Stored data

··········

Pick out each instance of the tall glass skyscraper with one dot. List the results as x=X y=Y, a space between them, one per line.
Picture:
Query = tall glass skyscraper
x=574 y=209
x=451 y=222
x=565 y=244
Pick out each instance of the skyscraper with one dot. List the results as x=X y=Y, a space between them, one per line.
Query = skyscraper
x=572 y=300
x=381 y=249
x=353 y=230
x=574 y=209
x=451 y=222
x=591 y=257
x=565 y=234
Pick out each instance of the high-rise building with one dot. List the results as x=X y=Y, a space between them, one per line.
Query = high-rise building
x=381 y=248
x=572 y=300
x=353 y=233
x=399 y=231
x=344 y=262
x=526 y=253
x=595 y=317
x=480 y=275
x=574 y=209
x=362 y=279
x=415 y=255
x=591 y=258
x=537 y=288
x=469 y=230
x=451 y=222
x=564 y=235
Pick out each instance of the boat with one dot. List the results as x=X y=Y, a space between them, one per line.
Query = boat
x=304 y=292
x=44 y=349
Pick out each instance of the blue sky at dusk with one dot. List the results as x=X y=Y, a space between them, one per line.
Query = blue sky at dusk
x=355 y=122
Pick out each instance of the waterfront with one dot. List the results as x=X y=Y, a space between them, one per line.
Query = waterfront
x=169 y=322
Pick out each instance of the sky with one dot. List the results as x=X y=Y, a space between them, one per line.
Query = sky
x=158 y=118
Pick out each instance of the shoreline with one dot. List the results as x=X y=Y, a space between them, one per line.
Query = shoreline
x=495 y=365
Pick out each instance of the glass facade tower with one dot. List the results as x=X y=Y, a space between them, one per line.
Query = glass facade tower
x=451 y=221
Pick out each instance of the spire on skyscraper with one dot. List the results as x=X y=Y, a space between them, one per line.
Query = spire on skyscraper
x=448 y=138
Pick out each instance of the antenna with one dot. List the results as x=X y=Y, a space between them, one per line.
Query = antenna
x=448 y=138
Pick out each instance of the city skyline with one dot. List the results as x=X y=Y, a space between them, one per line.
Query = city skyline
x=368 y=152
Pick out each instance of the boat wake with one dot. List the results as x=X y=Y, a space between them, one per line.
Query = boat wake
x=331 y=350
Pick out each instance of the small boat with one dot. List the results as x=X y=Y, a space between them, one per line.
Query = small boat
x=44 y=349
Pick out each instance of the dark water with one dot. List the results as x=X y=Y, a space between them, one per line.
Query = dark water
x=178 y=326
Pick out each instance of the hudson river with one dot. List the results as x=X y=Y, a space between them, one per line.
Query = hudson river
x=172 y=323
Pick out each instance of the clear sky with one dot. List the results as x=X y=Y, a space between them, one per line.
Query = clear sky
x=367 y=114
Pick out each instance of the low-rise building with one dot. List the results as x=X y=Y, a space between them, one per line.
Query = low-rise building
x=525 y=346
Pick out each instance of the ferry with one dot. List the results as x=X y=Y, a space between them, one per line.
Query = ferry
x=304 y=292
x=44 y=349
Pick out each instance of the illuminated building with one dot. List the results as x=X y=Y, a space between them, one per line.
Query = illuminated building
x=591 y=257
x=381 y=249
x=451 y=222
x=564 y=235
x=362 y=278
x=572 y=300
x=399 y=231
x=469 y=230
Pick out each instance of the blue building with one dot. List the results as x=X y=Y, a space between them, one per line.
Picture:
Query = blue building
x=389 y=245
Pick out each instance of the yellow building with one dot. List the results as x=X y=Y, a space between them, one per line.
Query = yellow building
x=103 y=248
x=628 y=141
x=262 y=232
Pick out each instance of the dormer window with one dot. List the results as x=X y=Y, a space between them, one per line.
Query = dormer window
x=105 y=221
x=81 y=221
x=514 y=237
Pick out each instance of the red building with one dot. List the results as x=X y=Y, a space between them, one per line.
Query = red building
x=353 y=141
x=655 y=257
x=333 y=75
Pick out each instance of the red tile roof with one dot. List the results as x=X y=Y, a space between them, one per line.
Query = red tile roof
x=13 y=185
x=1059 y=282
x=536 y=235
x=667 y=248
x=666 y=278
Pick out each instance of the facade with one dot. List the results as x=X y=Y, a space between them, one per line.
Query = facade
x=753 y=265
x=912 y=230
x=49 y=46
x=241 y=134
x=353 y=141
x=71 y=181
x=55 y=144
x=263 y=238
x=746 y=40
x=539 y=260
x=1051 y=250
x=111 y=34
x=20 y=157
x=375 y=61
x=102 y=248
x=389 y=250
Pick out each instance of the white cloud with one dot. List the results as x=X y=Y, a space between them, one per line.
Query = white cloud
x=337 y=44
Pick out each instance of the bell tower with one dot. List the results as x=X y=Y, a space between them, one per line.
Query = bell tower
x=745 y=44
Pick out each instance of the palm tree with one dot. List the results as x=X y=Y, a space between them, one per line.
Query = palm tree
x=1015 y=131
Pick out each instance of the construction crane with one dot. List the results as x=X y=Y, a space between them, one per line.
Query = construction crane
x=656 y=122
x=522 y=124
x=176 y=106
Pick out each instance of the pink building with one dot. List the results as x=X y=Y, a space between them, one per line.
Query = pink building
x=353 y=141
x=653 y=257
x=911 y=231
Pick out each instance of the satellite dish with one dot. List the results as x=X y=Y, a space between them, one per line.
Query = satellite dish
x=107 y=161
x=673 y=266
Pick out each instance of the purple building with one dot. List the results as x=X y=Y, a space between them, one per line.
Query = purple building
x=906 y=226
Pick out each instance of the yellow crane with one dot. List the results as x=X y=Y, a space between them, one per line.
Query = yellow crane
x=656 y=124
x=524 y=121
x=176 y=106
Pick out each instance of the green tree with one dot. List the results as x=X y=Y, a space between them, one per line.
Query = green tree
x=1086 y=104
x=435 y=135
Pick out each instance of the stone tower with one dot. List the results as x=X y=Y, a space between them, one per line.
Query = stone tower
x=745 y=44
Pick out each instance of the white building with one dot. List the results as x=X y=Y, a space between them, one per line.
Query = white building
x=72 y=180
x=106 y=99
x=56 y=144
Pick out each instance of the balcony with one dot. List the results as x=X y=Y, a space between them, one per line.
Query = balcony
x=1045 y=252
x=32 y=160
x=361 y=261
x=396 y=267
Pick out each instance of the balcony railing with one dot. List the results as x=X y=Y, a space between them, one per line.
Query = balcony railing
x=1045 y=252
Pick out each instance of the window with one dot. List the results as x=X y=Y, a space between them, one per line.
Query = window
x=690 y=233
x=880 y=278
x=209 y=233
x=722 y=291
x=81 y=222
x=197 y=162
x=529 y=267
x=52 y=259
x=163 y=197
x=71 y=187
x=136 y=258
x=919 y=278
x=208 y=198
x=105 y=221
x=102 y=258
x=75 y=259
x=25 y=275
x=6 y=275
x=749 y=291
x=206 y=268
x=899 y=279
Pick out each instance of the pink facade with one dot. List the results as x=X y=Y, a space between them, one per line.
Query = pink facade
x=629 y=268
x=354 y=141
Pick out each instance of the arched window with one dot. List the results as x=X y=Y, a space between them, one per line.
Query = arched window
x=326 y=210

··········

**Work order**
Print each record again. Nothing may be left out.

**Exercise solution**
Pick out each instance of the tall glass skyscraper with one dot. List the results as x=X y=Y, a space between them, one per line.
Picture:
Query = tall glass skyscraper
x=574 y=209
x=451 y=222
x=565 y=244
Pick out each instance of the skyscraper with one dot. List the results as x=X y=Y, a space between them, one per line.
Query = skyscraper
x=572 y=300
x=381 y=249
x=353 y=230
x=574 y=209
x=451 y=222
x=591 y=257
x=565 y=234
Pick out each instance of the high-rise building with one dot. List the results as x=X y=Y, a space between them, one per line.
Query = high-rise building
x=381 y=248
x=572 y=300
x=353 y=233
x=399 y=231
x=344 y=262
x=526 y=253
x=595 y=317
x=480 y=275
x=574 y=209
x=362 y=279
x=415 y=255
x=591 y=258
x=537 y=288
x=469 y=230
x=451 y=222
x=564 y=235
Pick out each instance of the boat with one dot. List the results as x=X y=Y, a space between them, one per line.
Query = boat
x=304 y=292
x=44 y=349
Pick out each instance of the blue sky at dusk with one dot. List the results as x=X y=Y, a space between them, one per line.
Query = blue sky at dusk
x=355 y=122
Pick out each instance of the waterfront with one dot. List the results as x=X y=Y, a space between them, one per line.
Query = waterfront
x=169 y=322
Pick out each instance of the sky with one dot. List the results as x=X y=Y, a space between them, one per line.
Query = sky
x=158 y=118
Pick out each instance of the shoreline with one dot. List the results as x=X y=Y, a space between them, one per line.
Query = shoreline
x=495 y=365
Pick out each instance of the glass facade tower with one dot. List the results as x=X y=Y, a space between them, one per line.
Query = glass facade tower
x=451 y=221
Pick out each instance of the spire on skyscraper with one dot. List the results as x=X y=Y, a space between them, one per line.
Query = spire on skyscraper
x=448 y=138
Pick out each instance of the antenna with one dot. List the results as x=X y=Y, a space between them, one per line.
Query = antenna
x=448 y=138
Pick out each instance of the city skyline with one dot. List the results as x=X y=Y, a space between them, one per line.
Query = city skyline
x=368 y=152
Pick out each instance of the boat wake with one dot. List the results as x=X y=Y, a space between them, one per line.
Query = boat wake
x=331 y=350
Pick out each instance of the small boat with one dot. List the results as x=X y=Y, a space between them, one per line.
Query = small boat
x=44 y=349
Pick out each instance of the dark water with one dot. List the results as x=X y=Y, a space between them, one per line.
Query = dark water
x=178 y=326
Pick out each instance of the hudson river with one dot. List the results as x=X y=Y, a space between them, one per line.
Query = hudson river
x=172 y=323
Pick out each instance of the clear sky with one dot. List the results as x=X y=Y, a space between them, one per line.
Query = clear sky
x=367 y=114
Pick out each instance of the low-rise building with one dot. List the results as x=X y=Y, a space between them, one per line.
Query = low-rise building
x=525 y=346
Pick out each instance of the ferry with one dot. List the results as x=X y=Y, a space between them, one per line.
Query = ferry
x=304 y=292
x=44 y=349
Pick out each instance of the illuminated building with one dot. List the results as x=X y=Y, a space between them, one per line.
Query = illuminated building
x=591 y=257
x=381 y=249
x=451 y=222
x=564 y=235
x=362 y=278
x=572 y=300
x=399 y=231
x=469 y=230
Pick out each instance of the blue building with one dot. List the results as x=X y=Y, a space between them, one per line.
Picture:
Query = blue building
x=389 y=245
Pick out each instance of the yellow building with one dot. List the results as x=X y=Y, a space between them, one per line.
Query = yellow building
x=103 y=248
x=628 y=141
x=262 y=232
Pick out each instance of the dormer window with one dot. List the results as x=X y=Y, a space between them, one per line.
Query = dormer window
x=105 y=221
x=81 y=221
x=514 y=237
Pick out each instance of the red building with one dot. List the results as x=X y=Y, a space between them, one per line.
Query = red building
x=353 y=141
x=655 y=257
x=333 y=75
Pick out each instance of the red tile roof with one dot. List the results as x=X y=Y, a space between them, one per line.
Query = red tile roof
x=13 y=185
x=1059 y=282
x=536 y=235
x=667 y=248
x=666 y=278
Pick out each instance of the facade with one dot. List the results as x=X y=Y, a space between them, one per line.
Query = facade
x=753 y=265
x=912 y=230
x=49 y=46
x=241 y=134
x=353 y=141
x=71 y=181
x=55 y=144
x=263 y=238
x=746 y=40
x=539 y=260
x=1051 y=250
x=111 y=34
x=20 y=157
x=375 y=61
x=102 y=248
x=389 y=250
Pick out each instance of the white cloud with one dot. List the results as x=X y=Y, a space between them, one per line.
Query = white cloud
x=337 y=44
Pick out each instance of the bell tower with one dot. List the results as x=X y=Y, a space between them, one per line.
Query = bell tower
x=745 y=44
Pick out each instance of the palm tree with one dot. List the results as x=X y=Y, a space between them, one per line.
Query = palm tree
x=1015 y=131
Pick out each instance of the construction crane with one dot. List the results as x=X y=Y, a space between them, one per line.
Query = construction crane
x=656 y=122
x=522 y=124
x=176 y=106
Pick out each instance of the pink building with one dot. List the results as x=X y=Y, a space between them, one per line.
Query = pink building
x=353 y=141
x=653 y=257
x=911 y=231
Pick out each instance of the satellite dish with one dot. List the results as x=X y=Y, a space between them, one per line.
Query = satellite dish
x=107 y=161
x=673 y=266
Pick out each instance of the purple building with one dot. List the results as x=X y=Y, a space between them, one per line.
Query = purple building
x=906 y=226
Pick out each instance of the yellow crane with one dot. List the results as x=X y=Y, a space between them, one per line.
Query = yellow crane
x=656 y=124
x=524 y=121
x=176 y=106
Pick out each instance of the green tree with one dot. List the results as x=X y=Y, a space between them, one per line.
Query = green tree
x=1086 y=104
x=435 y=135
Pick out each instance of the stone tower with one dot. List the results as x=X y=Y, a space between them, one per line.
Query = stone tower
x=745 y=44
Pick out each instance of the white building with one dot. List the results as x=X y=Y, a space between them, one per line.
Query = white building
x=72 y=180
x=106 y=99
x=56 y=144
Pick out each instance of the balcony with one dot. List the results as x=X y=Y, a space between them, one per line.
Query = balcony
x=1045 y=252
x=32 y=160
x=361 y=261
x=396 y=267
Pick out each instance of the balcony railing with one dot. List the results as x=X y=Y, a space between them, one per line.
Query = balcony railing
x=1045 y=252
Pick out each instance of the window with one dot. List the results as x=X y=Y, a space between them, one per line.
Query = window
x=690 y=233
x=880 y=278
x=209 y=233
x=722 y=291
x=81 y=222
x=197 y=162
x=529 y=267
x=52 y=259
x=163 y=197
x=71 y=187
x=136 y=258
x=919 y=278
x=208 y=198
x=105 y=221
x=102 y=258
x=75 y=259
x=25 y=275
x=6 y=275
x=749 y=291
x=206 y=268
x=899 y=279
Pick out each instance of the pink facade with one dot. List the results as x=X y=Y, a space between them, one per line.
Query = pink facade
x=629 y=268
x=354 y=141
Pick out each instance of the arched window with one dot. List the results as x=X y=Y, a space between them, one per line.
Query = arched window
x=326 y=210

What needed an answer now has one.